Phrase grounding data:
☆ ☆ ☆ ☆ ☆

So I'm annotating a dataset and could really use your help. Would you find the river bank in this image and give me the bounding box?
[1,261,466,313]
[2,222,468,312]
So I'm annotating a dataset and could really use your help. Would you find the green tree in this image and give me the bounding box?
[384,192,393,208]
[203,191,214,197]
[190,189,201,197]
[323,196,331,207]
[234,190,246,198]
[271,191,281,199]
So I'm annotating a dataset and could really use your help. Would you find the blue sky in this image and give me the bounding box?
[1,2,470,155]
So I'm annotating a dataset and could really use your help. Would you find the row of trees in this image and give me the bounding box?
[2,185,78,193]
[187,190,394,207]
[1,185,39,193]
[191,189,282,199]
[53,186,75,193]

☆ ☆ ☆ ☆ ☆

Instructions for the task: All the entries above should come back exactly as they are written.

Response box:
So I'm annotating a dataset and could really use your help. Would you find the river bank in this image and give me the bounding box?
[1,261,466,313]
[2,222,468,312]
So I'm annotating a dataset and could really use your help. Would you find the green tree in this image and give me the bounding box?
[384,192,393,208]
[203,191,214,197]
[190,189,201,197]
[323,196,331,207]
[234,190,246,198]
[271,191,281,199]
So I'm annotating a dataset and could really use your help. Would you find the blue sky in this image and give me the bounding box?
[1,2,470,155]
So I'm annotating a dataset and could really use your help. Would you find the row of trees in this image and give me the bounding box?
[2,185,78,193]
[187,190,394,207]
[1,185,39,193]
[191,189,282,199]
[53,186,75,193]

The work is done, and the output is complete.